━━━ The data ━━━

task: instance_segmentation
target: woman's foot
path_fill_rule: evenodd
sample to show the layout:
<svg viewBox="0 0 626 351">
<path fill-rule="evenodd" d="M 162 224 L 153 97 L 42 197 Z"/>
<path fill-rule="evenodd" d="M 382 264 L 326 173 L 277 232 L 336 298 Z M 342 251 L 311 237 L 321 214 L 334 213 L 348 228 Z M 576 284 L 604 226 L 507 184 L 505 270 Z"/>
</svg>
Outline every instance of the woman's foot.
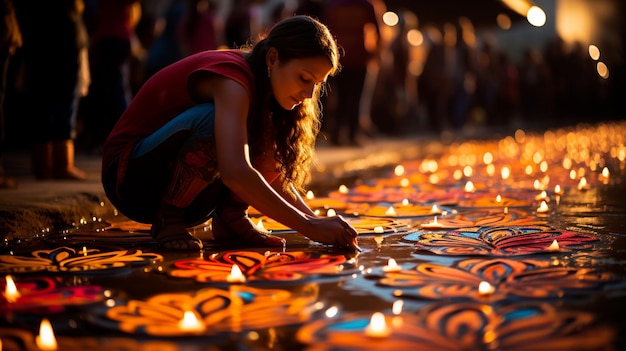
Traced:
<svg viewBox="0 0 626 351">
<path fill-rule="evenodd" d="M 150 235 L 163 250 L 198 251 L 202 240 L 194 237 L 185 226 L 184 209 L 164 205 L 152 224 Z"/>
</svg>

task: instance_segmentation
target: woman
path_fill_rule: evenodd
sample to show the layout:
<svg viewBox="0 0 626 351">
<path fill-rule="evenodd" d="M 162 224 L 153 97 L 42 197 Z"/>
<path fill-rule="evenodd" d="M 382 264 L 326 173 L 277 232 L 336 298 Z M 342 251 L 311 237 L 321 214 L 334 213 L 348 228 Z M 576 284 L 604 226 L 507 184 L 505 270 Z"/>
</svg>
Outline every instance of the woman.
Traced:
<svg viewBox="0 0 626 351">
<path fill-rule="evenodd" d="M 308 16 L 276 24 L 250 51 L 204 51 L 169 65 L 137 92 L 103 152 L 118 210 L 152 223 L 160 248 L 197 250 L 186 228 L 212 218 L 218 240 L 283 246 L 249 205 L 311 240 L 358 249 L 341 217 L 302 201 L 322 89 L 339 70 L 328 29 Z"/>
</svg>

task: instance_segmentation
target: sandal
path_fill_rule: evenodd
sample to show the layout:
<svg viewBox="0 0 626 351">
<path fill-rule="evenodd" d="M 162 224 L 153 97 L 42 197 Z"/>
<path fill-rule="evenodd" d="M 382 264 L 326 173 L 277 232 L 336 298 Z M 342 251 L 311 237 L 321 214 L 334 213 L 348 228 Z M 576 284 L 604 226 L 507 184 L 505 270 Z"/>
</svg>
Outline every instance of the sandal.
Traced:
<svg viewBox="0 0 626 351">
<path fill-rule="evenodd" d="M 178 209 L 177 209 L 178 210 Z M 159 218 L 152 224 L 150 235 L 156 240 L 157 247 L 162 250 L 198 251 L 202 240 L 187 231 L 182 211 L 159 211 Z M 174 214 L 173 216 L 168 216 Z"/>
<path fill-rule="evenodd" d="M 284 238 L 258 229 L 247 215 L 230 222 L 224 222 L 220 216 L 214 215 L 212 228 L 215 241 L 233 244 L 237 247 L 285 247 L 286 245 Z"/>
</svg>

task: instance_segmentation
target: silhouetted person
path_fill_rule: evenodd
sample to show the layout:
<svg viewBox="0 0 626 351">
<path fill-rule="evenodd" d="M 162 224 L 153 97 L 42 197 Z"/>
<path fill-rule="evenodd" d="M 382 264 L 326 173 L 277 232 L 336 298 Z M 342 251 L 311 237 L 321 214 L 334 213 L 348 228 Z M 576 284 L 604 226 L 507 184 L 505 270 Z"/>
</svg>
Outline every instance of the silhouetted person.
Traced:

━━━

Leaving the pictures out, reproduce the entries above exactly.

- [Response]:
task: instance_segmentation
target: woman's foot
path_fill_rule: evenodd
sample to show the layout:
<svg viewBox="0 0 626 351">
<path fill-rule="evenodd" d="M 162 224 L 153 97 L 42 197 Z"/>
<path fill-rule="evenodd" d="M 382 264 L 326 173 L 277 232 L 336 298 Z M 342 251 L 311 237 L 321 214 L 334 213 L 348 228 Z M 576 284 L 604 226 L 507 184 L 505 270 Z"/>
</svg>
Outline every instance of the woman's foot.
Traced:
<svg viewBox="0 0 626 351">
<path fill-rule="evenodd" d="M 150 235 L 163 250 L 198 251 L 202 240 L 194 237 L 185 226 L 184 209 L 164 205 L 152 224 Z"/>
</svg>

task: instance_segmentation
target: woman
path_fill_rule: evenodd
sample to show the layout:
<svg viewBox="0 0 626 351">
<path fill-rule="evenodd" d="M 162 224 L 153 97 L 42 197 Z"/>
<path fill-rule="evenodd" d="M 382 264 L 326 173 L 277 232 L 336 298 Z M 342 251 L 311 237 L 321 214 L 334 213 L 348 228 Z M 576 284 L 604 226 L 507 184 L 505 270 Z"/>
</svg>
Outline every instance of the woman.
Traced:
<svg viewBox="0 0 626 351">
<path fill-rule="evenodd" d="M 308 16 L 276 24 L 250 51 L 204 51 L 169 65 L 137 92 L 103 152 L 118 210 L 152 223 L 160 248 L 197 250 L 186 228 L 212 218 L 218 240 L 283 246 L 249 205 L 311 240 L 358 249 L 341 217 L 302 201 L 322 89 L 339 70 L 328 29 Z"/>
</svg>

task: instance_segmentation
target: sandal
path_fill_rule: evenodd
sample to show the layout:
<svg viewBox="0 0 626 351">
<path fill-rule="evenodd" d="M 162 224 L 153 97 L 42 197 Z"/>
<path fill-rule="evenodd" d="M 382 264 L 326 173 L 277 232 L 336 298 Z M 342 251 L 311 237 L 321 214 L 334 213 L 348 228 Z M 576 284 L 604 226 L 507 184 L 505 270 Z"/>
</svg>
Outline every instance of the sandal.
Traced:
<svg viewBox="0 0 626 351">
<path fill-rule="evenodd" d="M 178 209 L 177 209 L 178 210 Z M 159 218 L 152 224 L 150 235 L 156 240 L 157 247 L 162 250 L 198 251 L 202 240 L 187 231 L 182 211 L 159 211 Z M 174 214 L 173 216 L 168 216 Z"/>
<path fill-rule="evenodd" d="M 284 238 L 258 229 L 247 215 L 230 222 L 224 222 L 220 216 L 214 215 L 212 228 L 215 241 L 233 244 L 237 247 L 285 247 L 286 245 Z"/>
</svg>

task: instance_segmentation
target: silhouetted person
path_fill_rule: evenodd
sample to show the layout:
<svg viewBox="0 0 626 351">
<path fill-rule="evenodd" d="M 162 224 L 153 97 L 42 197 Z"/>
<path fill-rule="evenodd" d="M 382 264 L 326 173 L 277 232 L 336 298 Z M 342 251 L 311 237 L 321 214 L 334 213 L 348 228 Z M 576 284 L 604 226 L 507 184 L 505 270 Z"/>
</svg>
Outline every instance of the silhouetted person.
Traced:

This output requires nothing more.